YOUR TASK: Find each line of the entries with the string "instance", please, and copy it.
━━ STORED DATA
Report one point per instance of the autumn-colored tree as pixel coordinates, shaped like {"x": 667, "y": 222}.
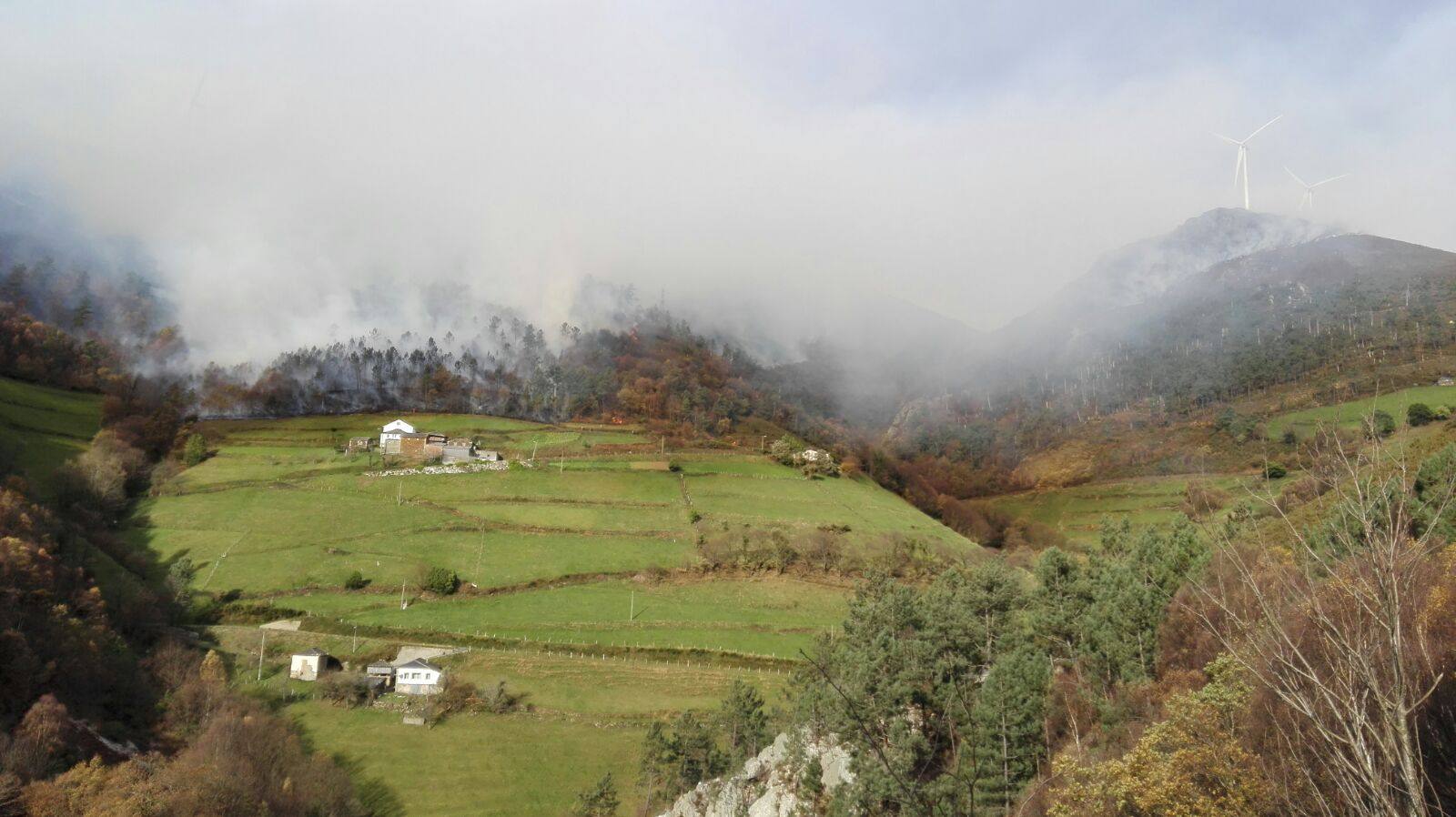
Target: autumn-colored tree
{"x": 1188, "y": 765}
━━━━
━━ STORED DATA
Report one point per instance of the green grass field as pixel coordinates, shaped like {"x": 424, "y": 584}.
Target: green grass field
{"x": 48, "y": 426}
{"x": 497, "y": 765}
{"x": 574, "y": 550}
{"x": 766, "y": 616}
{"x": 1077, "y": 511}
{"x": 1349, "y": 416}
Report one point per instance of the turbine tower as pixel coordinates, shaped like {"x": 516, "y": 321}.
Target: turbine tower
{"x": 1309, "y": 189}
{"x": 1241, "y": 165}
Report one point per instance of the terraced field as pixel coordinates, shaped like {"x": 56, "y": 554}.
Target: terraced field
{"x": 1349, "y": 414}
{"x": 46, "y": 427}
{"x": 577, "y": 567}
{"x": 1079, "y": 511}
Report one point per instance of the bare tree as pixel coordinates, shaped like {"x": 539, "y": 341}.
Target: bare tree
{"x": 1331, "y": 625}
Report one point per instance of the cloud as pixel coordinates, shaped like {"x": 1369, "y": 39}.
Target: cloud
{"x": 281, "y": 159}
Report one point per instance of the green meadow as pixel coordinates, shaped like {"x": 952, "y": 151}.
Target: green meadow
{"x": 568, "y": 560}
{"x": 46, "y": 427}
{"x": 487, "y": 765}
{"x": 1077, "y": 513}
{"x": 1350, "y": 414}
━━━━
EXERCISE OUTPUT:
Report one point per instance of the autumn-colored tree as pixel coordinates, shaped like {"x": 667, "y": 222}.
Report one point per instance of the green grass field as pixel coordinates, shaped like {"x": 424, "y": 584}.
Report one point per instance of the turbine tower as pixel coordinates, shaped like {"x": 516, "y": 321}.
Report one point per instance of the terraced field as pixel coordinates, shaped like {"x": 56, "y": 554}.
Report one point per instance of the bare tree as pixel coordinates, shaped like {"x": 539, "y": 341}.
Report one point per instance of the cloud as pixel coordinates, shaped like {"x": 1369, "y": 39}.
Report one point per instance of the green meadow as pixel coordinates, shaped like {"x": 952, "y": 151}.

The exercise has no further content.